◆ Exercise ◆
Find every line in the listing below that contains the word "stone" and copy each one. Match case exactly.

Collected data
▼▼▼

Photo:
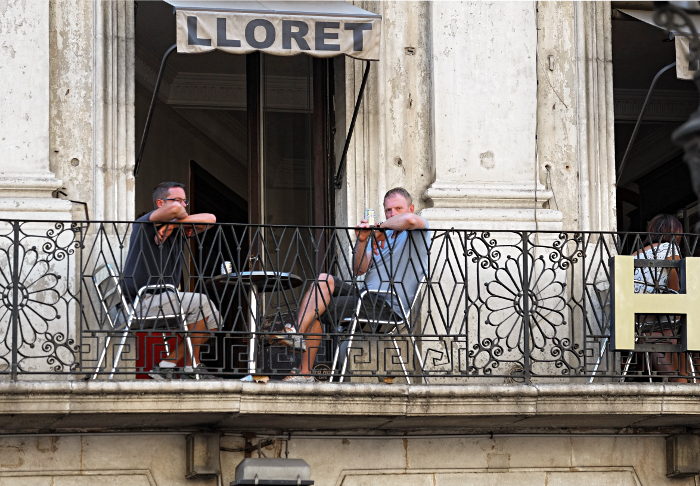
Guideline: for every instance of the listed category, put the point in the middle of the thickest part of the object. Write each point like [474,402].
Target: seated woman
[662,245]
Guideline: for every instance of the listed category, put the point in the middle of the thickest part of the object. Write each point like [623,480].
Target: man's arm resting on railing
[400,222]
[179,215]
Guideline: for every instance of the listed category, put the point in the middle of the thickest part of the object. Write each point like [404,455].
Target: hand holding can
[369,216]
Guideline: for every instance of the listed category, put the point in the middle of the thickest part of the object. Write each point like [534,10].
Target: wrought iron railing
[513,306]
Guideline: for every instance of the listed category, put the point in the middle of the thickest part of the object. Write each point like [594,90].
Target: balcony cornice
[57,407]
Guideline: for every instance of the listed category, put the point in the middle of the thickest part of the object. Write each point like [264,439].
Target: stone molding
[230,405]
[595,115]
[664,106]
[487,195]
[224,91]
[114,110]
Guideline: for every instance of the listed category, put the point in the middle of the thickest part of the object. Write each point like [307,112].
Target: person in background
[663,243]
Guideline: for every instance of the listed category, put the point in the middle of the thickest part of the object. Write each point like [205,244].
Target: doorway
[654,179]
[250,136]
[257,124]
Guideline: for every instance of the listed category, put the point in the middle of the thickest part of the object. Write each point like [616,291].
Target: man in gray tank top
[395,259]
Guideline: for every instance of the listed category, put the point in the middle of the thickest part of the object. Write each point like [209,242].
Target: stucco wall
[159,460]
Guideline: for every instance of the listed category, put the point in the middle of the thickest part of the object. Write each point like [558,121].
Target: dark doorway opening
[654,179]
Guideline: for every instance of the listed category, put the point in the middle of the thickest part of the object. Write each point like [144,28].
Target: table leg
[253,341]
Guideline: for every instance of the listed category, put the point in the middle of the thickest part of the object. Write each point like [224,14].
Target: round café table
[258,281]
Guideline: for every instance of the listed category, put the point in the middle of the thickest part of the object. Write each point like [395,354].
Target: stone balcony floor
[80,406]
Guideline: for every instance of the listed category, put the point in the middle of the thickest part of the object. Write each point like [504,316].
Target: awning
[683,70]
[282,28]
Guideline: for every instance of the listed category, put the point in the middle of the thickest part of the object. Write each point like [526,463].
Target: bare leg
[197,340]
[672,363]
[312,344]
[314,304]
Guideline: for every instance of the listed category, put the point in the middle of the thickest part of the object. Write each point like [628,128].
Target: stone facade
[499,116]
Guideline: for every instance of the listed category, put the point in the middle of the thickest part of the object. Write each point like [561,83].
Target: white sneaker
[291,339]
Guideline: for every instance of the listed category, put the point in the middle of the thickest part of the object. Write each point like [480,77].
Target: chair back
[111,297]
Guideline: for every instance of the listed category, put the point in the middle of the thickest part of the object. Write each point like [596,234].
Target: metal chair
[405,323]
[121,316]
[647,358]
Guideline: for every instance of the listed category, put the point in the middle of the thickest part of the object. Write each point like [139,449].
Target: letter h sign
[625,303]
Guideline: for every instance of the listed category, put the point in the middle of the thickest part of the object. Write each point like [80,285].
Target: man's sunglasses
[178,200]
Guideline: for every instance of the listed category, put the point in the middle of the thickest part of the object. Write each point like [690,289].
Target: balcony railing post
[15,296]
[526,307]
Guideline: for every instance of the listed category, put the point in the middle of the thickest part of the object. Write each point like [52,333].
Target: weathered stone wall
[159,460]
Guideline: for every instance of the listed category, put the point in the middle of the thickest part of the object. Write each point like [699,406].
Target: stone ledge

▲▲▲
▼▼▼

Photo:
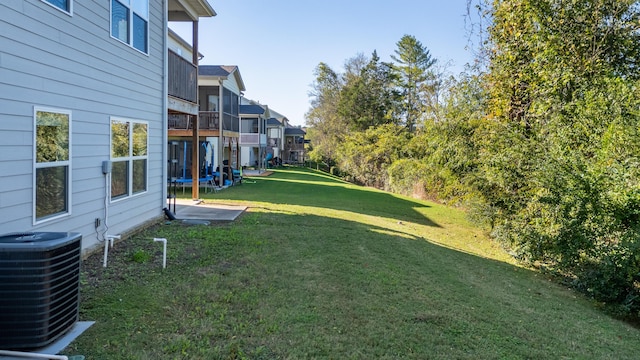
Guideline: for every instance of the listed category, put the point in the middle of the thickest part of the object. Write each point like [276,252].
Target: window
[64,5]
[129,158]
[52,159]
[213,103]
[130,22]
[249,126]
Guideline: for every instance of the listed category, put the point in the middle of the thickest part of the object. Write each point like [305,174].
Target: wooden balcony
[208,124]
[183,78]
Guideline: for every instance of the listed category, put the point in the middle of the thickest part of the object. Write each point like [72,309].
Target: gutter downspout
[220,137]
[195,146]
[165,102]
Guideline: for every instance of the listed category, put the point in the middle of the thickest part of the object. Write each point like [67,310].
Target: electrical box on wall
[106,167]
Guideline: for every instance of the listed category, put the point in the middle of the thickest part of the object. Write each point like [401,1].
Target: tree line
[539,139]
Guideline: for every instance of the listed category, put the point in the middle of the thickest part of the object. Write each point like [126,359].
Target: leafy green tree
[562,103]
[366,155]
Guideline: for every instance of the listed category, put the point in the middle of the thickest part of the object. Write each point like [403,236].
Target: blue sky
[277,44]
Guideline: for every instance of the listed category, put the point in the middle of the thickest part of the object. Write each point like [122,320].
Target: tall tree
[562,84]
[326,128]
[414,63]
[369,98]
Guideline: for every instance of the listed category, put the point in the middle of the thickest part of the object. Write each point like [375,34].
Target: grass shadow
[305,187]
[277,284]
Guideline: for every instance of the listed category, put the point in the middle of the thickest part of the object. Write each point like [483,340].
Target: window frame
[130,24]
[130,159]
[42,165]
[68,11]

▲▲▲
▼▼▼

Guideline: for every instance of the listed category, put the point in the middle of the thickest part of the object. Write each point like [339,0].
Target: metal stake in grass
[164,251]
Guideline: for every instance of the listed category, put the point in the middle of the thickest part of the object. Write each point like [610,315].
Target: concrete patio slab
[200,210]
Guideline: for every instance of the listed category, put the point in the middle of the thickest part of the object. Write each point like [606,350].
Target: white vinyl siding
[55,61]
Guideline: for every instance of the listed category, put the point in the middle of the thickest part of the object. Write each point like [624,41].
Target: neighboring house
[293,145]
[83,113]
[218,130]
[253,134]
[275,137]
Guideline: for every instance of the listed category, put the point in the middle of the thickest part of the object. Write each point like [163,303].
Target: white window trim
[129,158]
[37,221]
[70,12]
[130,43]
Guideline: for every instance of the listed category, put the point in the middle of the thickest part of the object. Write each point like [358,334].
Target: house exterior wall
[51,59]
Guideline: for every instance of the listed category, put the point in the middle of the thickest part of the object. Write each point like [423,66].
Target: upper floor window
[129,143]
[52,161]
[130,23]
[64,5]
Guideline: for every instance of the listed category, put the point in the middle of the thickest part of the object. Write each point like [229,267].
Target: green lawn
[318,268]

▲▲▲

◆ Complete response ◆
Target: stone molding
Target: stone balcony floor
Target: stone facade
Target: weathered stone wall
Target: stone ledge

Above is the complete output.